◆ Provided entries ◆
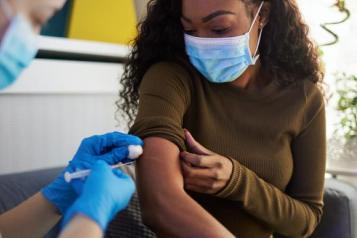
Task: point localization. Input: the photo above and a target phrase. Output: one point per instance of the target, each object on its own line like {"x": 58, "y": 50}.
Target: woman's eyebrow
{"x": 210, "y": 16}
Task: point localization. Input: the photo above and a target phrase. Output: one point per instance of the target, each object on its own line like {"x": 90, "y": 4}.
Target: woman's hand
{"x": 204, "y": 171}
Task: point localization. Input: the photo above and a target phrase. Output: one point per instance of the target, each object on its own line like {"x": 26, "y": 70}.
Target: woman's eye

◆ Task description ◆
Rewrite all the records above with "photo" replaced by "image" everywhere and nothing else altered. Omit the pictures from your version.

◆ Answer below ◆
Task: point localization. Input: the image above and a target phrase. Output: one point per instance of the target, each object on its own line like {"x": 58, "y": 50}.
Target: woman's eyebrow
{"x": 210, "y": 16}
Task: point localization. Input: the image above and a target phrase. Output: one point per instance of the target, each object on its own line like {"x": 90, "y": 4}.
Target: woman's hand
{"x": 204, "y": 171}
Task: point localization. Input: the image above and a target phrase. Output: one point per instance of the target, each object on its own line like {"x": 26, "y": 70}.
Target: woman's eye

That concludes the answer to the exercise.